### Problem statement
Rewrite the lines below with "top-left corner" swapped for "upper-left corner" wherever it occurs, keeping everything else the same.

(Shape boundary entries)
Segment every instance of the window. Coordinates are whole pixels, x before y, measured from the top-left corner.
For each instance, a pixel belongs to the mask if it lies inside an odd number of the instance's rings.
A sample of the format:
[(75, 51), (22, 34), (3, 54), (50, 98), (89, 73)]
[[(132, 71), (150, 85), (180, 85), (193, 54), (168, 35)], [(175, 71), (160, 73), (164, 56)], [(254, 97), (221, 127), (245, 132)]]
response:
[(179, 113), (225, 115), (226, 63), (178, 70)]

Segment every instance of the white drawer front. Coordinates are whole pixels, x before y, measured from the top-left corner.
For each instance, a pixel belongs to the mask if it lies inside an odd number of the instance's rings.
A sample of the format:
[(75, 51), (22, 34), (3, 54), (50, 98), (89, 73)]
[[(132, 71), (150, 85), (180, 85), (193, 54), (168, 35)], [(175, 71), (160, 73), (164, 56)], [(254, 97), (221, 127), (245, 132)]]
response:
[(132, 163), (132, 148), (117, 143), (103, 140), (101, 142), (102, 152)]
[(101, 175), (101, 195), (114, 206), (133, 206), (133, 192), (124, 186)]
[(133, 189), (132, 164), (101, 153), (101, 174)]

### Solution below
Segment every instance of the window. Coordinates are whole pixels, x before y, measured from the upper-left corner.
For each instance, a pixel belongs to the mask if it lies inside an odd number of the instance's rings.
A sample of the format:
[(75, 51), (22, 34), (3, 54), (50, 98), (89, 73)]
[[(132, 71), (150, 85), (180, 85), (193, 54), (168, 35)], [(175, 71), (160, 73), (164, 56)], [(254, 97), (221, 127), (245, 132)]]
response:
[(179, 113), (225, 115), (226, 63), (178, 70)]

Segment every instance of the white drawer front. Coordinates are whole pixels, x before y, measured from the upper-left corner.
For each instance, a pixel belongs to the mask if it lies inside an odd number of the instance's rings.
A sample of the format:
[(75, 51), (22, 34), (3, 54), (50, 98), (89, 73)]
[[(132, 71), (150, 85), (180, 85), (193, 54), (168, 35)], [(175, 71), (160, 73), (164, 56)], [(254, 97), (221, 127), (245, 132)]]
response:
[(132, 163), (132, 148), (117, 143), (103, 140), (101, 142), (102, 152)]
[(101, 175), (101, 195), (114, 206), (133, 206), (133, 192), (124, 186)]
[(133, 189), (132, 164), (101, 153), (101, 174)]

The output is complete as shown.